*WHAT THE TASK ASKS:* Exact reproduction of all the entries is required, without any of their pictures.

*** Opening DATA SECTION ***

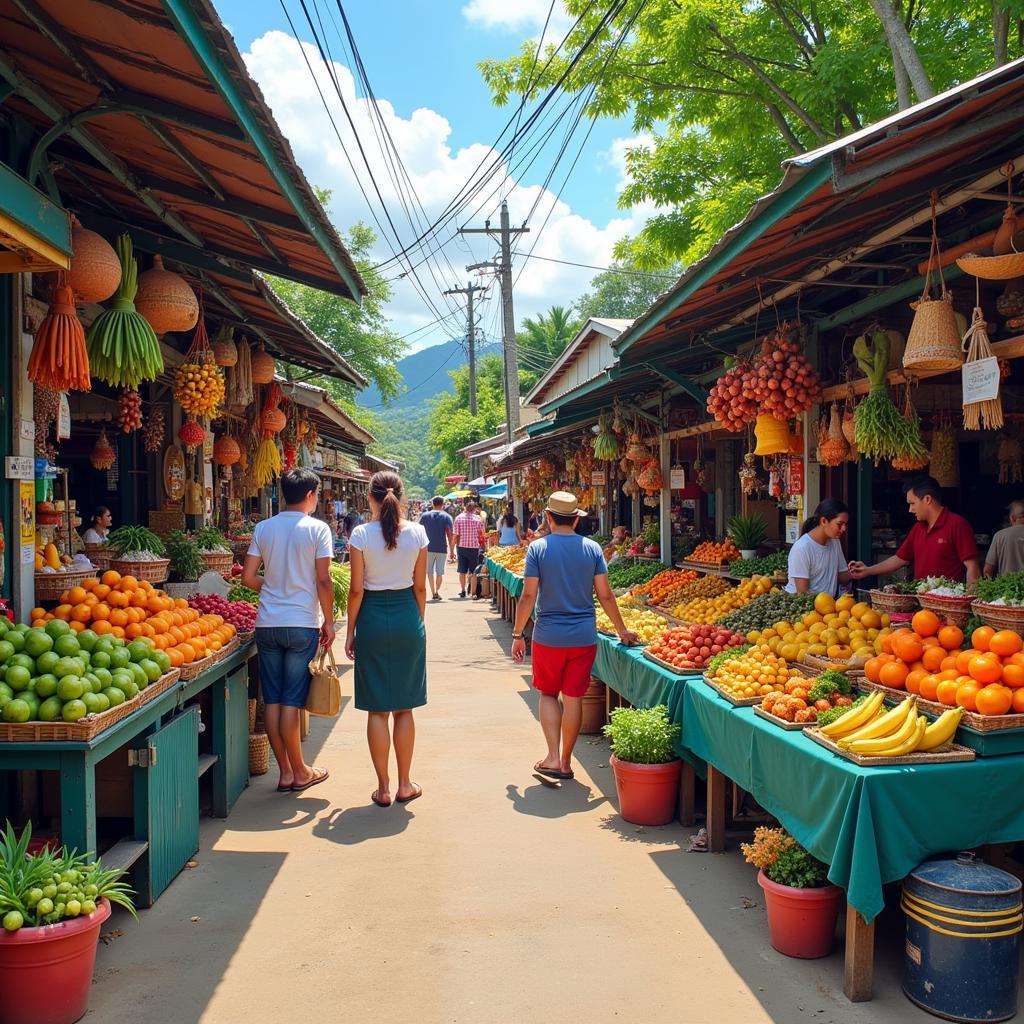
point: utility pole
(504, 269)
(470, 337)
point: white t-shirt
(385, 569)
(818, 563)
(290, 543)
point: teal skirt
(390, 652)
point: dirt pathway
(491, 899)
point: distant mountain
(426, 373)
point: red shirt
(941, 550)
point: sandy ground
(491, 899)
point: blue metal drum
(964, 921)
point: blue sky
(421, 59)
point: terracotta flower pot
(648, 795)
(801, 922)
(46, 973)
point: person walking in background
(295, 615)
(469, 540)
(386, 637)
(1006, 553)
(440, 534)
(563, 572)
(510, 530)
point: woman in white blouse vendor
(817, 564)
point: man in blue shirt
(438, 525)
(563, 572)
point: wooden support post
(859, 968)
(687, 795)
(717, 783)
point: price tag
(981, 380)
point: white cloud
(437, 172)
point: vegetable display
(122, 346)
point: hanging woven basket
(95, 269)
(166, 300)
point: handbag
(325, 686)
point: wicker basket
(259, 754)
(155, 571)
(893, 603)
(217, 561)
(49, 586)
(999, 616)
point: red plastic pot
(801, 922)
(648, 795)
(46, 973)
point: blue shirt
(436, 523)
(565, 565)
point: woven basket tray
(999, 616)
(49, 586)
(155, 571)
(890, 603)
(88, 727)
(970, 719)
(944, 755)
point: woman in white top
(817, 564)
(386, 636)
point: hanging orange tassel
(58, 357)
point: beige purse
(325, 686)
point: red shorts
(562, 670)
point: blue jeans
(285, 653)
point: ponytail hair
(827, 509)
(385, 488)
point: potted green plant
(802, 904)
(52, 904)
(747, 532)
(645, 764)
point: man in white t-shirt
(295, 616)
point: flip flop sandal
(320, 775)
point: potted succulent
(802, 904)
(747, 532)
(645, 765)
(52, 904)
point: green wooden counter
(164, 735)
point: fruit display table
(164, 750)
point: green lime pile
(56, 675)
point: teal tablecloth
(871, 825)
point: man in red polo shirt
(940, 543)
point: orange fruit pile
(930, 659)
(129, 608)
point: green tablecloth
(871, 825)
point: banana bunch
(871, 731)
(122, 347)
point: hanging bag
(325, 686)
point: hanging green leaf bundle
(122, 346)
(880, 429)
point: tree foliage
(728, 89)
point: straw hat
(563, 503)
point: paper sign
(981, 380)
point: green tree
(729, 89)
(359, 333)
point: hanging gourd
(102, 455)
(225, 352)
(95, 269)
(262, 367)
(199, 384)
(123, 348)
(58, 358)
(226, 451)
(192, 435)
(166, 300)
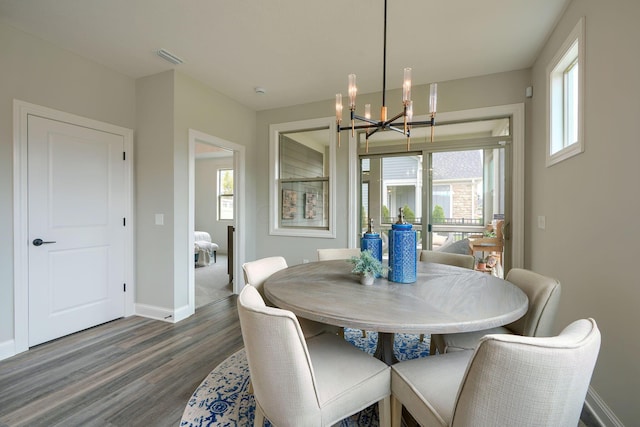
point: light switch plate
(542, 222)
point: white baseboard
(599, 412)
(182, 313)
(153, 312)
(164, 314)
(7, 349)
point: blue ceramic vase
(372, 241)
(403, 257)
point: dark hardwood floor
(129, 372)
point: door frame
(516, 113)
(239, 217)
(21, 111)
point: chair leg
(432, 347)
(384, 412)
(258, 419)
(396, 412)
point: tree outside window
(225, 194)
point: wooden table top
(444, 299)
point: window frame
(275, 202)
(569, 55)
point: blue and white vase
(403, 257)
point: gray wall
(40, 73)
(154, 165)
(591, 201)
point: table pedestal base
(384, 348)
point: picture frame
(289, 204)
(310, 205)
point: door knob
(40, 242)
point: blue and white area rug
(223, 399)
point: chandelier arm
(384, 58)
(394, 118)
(423, 123)
(391, 126)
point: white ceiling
(298, 50)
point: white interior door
(76, 206)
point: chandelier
(372, 126)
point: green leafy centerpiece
(367, 266)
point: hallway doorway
(213, 208)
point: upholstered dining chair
(509, 380)
(459, 260)
(544, 297)
(338, 253)
(316, 382)
(258, 271)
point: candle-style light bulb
(409, 111)
(338, 114)
(352, 91)
(433, 97)
(406, 86)
(407, 123)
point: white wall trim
(7, 349)
(21, 111)
(239, 222)
(156, 313)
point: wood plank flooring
(129, 372)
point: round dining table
(444, 299)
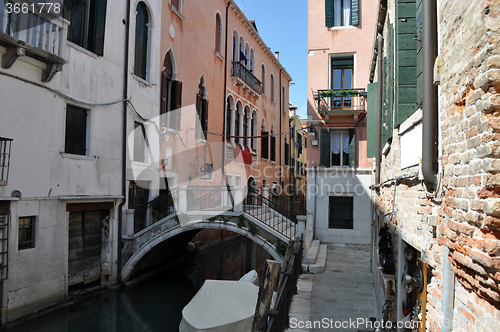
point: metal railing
(340, 100)
(155, 210)
(27, 22)
(203, 198)
(246, 76)
(278, 319)
(264, 210)
(5, 147)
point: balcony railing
(246, 76)
(340, 100)
(30, 30)
(5, 146)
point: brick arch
(129, 267)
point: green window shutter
(406, 61)
(329, 13)
(97, 25)
(325, 151)
(352, 147)
(372, 120)
(355, 12)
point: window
(88, 22)
(171, 95)
(272, 88)
(341, 13)
(202, 110)
(77, 136)
(338, 148)
(218, 33)
(341, 79)
(141, 41)
(340, 214)
(140, 143)
(263, 79)
(207, 171)
(26, 233)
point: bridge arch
(129, 267)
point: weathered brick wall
(469, 208)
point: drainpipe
(429, 93)
(380, 79)
(224, 108)
(124, 146)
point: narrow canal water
(151, 306)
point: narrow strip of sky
(282, 24)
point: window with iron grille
(26, 232)
(340, 214)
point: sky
(282, 24)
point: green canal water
(154, 305)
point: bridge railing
(278, 316)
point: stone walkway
(344, 293)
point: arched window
(218, 33)
(272, 88)
(263, 78)
(142, 24)
(202, 110)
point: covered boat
(222, 306)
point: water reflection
(152, 306)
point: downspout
(429, 94)
(224, 108)
(124, 146)
(380, 79)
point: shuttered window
(406, 60)
(141, 41)
(75, 141)
(341, 13)
(265, 145)
(88, 23)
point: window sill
(342, 27)
(217, 54)
(176, 12)
(82, 49)
(77, 156)
(142, 80)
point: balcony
(35, 33)
(340, 102)
(246, 79)
(5, 145)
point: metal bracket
(11, 55)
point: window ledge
(342, 27)
(176, 12)
(217, 54)
(142, 80)
(81, 49)
(77, 156)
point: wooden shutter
(273, 148)
(97, 25)
(204, 117)
(265, 145)
(352, 147)
(175, 116)
(355, 12)
(406, 60)
(372, 120)
(328, 13)
(325, 150)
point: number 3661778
(24, 8)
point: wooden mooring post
(268, 284)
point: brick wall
(468, 208)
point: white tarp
(222, 306)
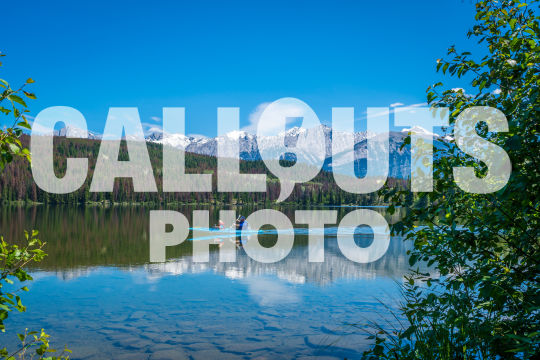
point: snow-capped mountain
(76, 132)
(399, 163)
(399, 159)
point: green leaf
(17, 99)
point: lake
(97, 292)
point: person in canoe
(220, 225)
(241, 223)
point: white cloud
(293, 109)
(198, 136)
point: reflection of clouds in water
(268, 291)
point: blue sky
(200, 55)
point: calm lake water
(97, 293)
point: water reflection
(97, 292)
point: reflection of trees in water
(80, 237)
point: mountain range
(399, 161)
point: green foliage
(14, 258)
(481, 298)
(39, 343)
(12, 104)
(12, 261)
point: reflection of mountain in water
(82, 239)
(295, 268)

*** Closing DATA SECTION ***

*FINAL ANSWER:*
point: utility pole
(504, 269)
(470, 337)
point: white t-shirt
(385, 569)
(818, 563)
(290, 543)
point: teal skirt
(390, 652)
point: dirt pathway
(491, 899)
point: distant mountain
(426, 373)
point: red shirt
(941, 550)
point: sandy ground
(491, 899)
point: blue metal drum
(964, 921)
point: blue sky
(421, 59)
point: terracotta flower pot
(648, 795)
(801, 922)
(46, 973)
point: person walking in background
(295, 615)
(469, 540)
(386, 637)
(1006, 553)
(440, 534)
(563, 572)
(510, 530)
point: woman in white blouse vendor
(817, 564)
point: man in blue shirt
(438, 525)
(563, 572)
point: wooden support post
(859, 968)
(687, 795)
(717, 783)
point: price tag
(981, 380)
point: white cloud
(437, 172)
point: vegetable display
(122, 346)
point: hanging woven basket
(95, 269)
(166, 300)
point: handbag
(325, 686)
point: wicker basket
(259, 754)
(155, 571)
(893, 603)
(217, 561)
(49, 586)
(999, 616)
point: red plastic pot
(801, 922)
(648, 795)
(46, 973)
point: blue shirt
(436, 523)
(565, 565)
point: woven basket tray
(999, 616)
(49, 586)
(155, 571)
(890, 603)
(88, 727)
(970, 719)
(944, 755)
point: woman in white top
(817, 564)
(386, 636)
point: hanging orange tassel
(58, 357)
point: beige purse
(325, 686)
point: red shorts
(562, 670)
point: blue jeans
(285, 653)
point: ponytail hair
(827, 509)
(385, 488)
point: potted green plant
(802, 904)
(52, 904)
(747, 532)
(645, 764)
point: man in white t-shirt
(295, 616)
point: flip flop sandal
(320, 775)
point: potted succulent
(802, 904)
(747, 532)
(645, 765)
(52, 904)
point: green wooden counter
(164, 735)
point: fruit display table
(164, 750)
point: green lime pile
(56, 675)
point: teal tablecloth
(871, 825)
point: man in red polo shirt
(940, 543)
point: orange fruit pile
(930, 659)
(129, 608)
point: green tablecloth
(871, 825)
point: banana bunch
(871, 731)
(122, 347)
point: hanging bag
(325, 686)
point: hanging green leaf bundle
(122, 346)
(880, 429)
point: tree foliage
(728, 89)
point: straw hat
(563, 503)
point: paper sign
(981, 380)
point: green tree
(729, 89)
(359, 333)
point: hanging gourd
(102, 455)
(225, 352)
(95, 269)
(262, 367)
(199, 384)
(123, 348)
(58, 358)
(226, 451)
(192, 435)
(166, 300)
point: light switch plate
(542, 222)
point: white baseboard
(599, 412)
(182, 313)
(153, 312)
(164, 314)
(7, 349)
point: blue ceramic vase
(372, 241)
(403, 257)
point: dark hardwood floor
(129, 372)
point: door frame
(516, 113)
(239, 217)
(21, 111)
point: chair leg
(432, 347)
(384, 412)
(258, 419)
(396, 412)
point: tree outside window
(225, 194)
point: wooden table top
(444, 299)
point: window frame
(275, 202)
(569, 55)
point: blue and white vase
(403, 257)
point: gray wall
(40, 73)
(154, 165)
(591, 201)
point: table pedestal base
(384, 348)
point: picture frame
(289, 204)
(310, 205)
point: door knob
(40, 242)
point: blue and white area rug
(223, 399)
point: chandelier arm
(384, 58)
(394, 118)
(423, 123)
(391, 126)
point: white ceiling
(298, 50)
point: white interior door
(76, 206)
point: chandelier
(372, 126)
point: green leafy centerpiece
(367, 266)
point: hallway doorway
(213, 208)
point: upholstered dining chair
(509, 380)
(459, 260)
(544, 297)
(338, 253)
(316, 382)
(258, 271)
point: candle-style light bulb
(409, 111)
(338, 114)
(352, 91)
(433, 97)
(406, 86)
(407, 123)
point: white wall trim
(7, 349)
(21, 111)
(239, 222)
(156, 313)
point: wood plank flooring
(129, 372)
point: round dining table
(444, 299)
point: metal railing
(340, 100)
(155, 210)
(27, 22)
(203, 198)
(246, 76)
(278, 319)
(264, 210)
(5, 147)
point: balcony railing
(246, 76)
(340, 100)
(30, 30)
(5, 146)
point: brick arch
(129, 267)
point: green window shutter
(406, 61)
(329, 13)
(97, 25)
(325, 151)
(352, 147)
(372, 120)
(355, 12)
point: window
(88, 22)
(171, 95)
(272, 88)
(341, 13)
(202, 110)
(77, 136)
(338, 148)
(218, 33)
(341, 79)
(141, 41)
(340, 214)
(140, 143)
(263, 79)
(207, 171)
(26, 233)
point: bridge arch
(129, 267)
point: weathered brick wall
(469, 208)
point: drainpipe
(429, 93)
(380, 79)
(224, 108)
(124, 146)
point: narrow canal water
(151, 306)
point: narrow strip of sky
(282, 24)
point: window with iron grille
(26, 232)
(340, 214)
point: sky
(282, 24)
point: green canal water
(154, 305)
point: bridge railing
(278, 316)
point: stone walkway
(344, 293)
point: arched window
(218, 33)
(272, 88)
(263, 78)
(142, 24)
(202, 110)
point: covered boat
(222, 306)
point: water reflection
(152, 306)
point: downspout
(429, 94)
(224, 108)
(124, 146)
(380, 79)
point: shuttered window
(406, 60)
(141, 41)
(75, 141)
(341, 13)
(265, 145)
(88, 23)
point: window sill
(342, 27)
(217, 54)
(176, 12)
(82, 49)
(77, 156)
(142, 80)
point: balcony
(35, 33)
(340, 102)
(246, 79)
(5, 145)
point: metal bracket
(11, 55)
point: window ledge
(342, 27)
(176, 12)
(217, 54)
(142, 80)
(81, 49)
(77, 156)
point: wooden shutter
(273, 148)
(97, 25)
(204, 117)
(265, 145)
(352, 147)
(175, 116)
(355, 12)
(406, 60)
(372, 120)
(328, 13)
(325, 150)
point: number 3661778
(24, 8)
point: wooden mooring post
(268, 284)
point: brick wall
(468, 208)
point: white tarp
(222, 306)
point: snow-capped mountain
(76, 132)
(399, 163)
(399, 159)
point: green leaf
(17, 99)
point: lake
(97, 292)
point: person in canoe
(220, 225)
(241, 223)
point: white cloud
(293, 109)
(198, 136)
point: reflection of clouds in water
(268, 291)
point: blue sky
(200, 55)
point: calm lake water
(97, 293)
point: water reflection
(97, 292)
point: reflection of trees in water
(80, 237)
point: mountain range
(399, 161)
point: green foliage
(14, 258)
(481, 298)
(39, 343)
(12, 104)
(12, 261)
point: reflection of mountain in water
(82, 239)
(295, 268)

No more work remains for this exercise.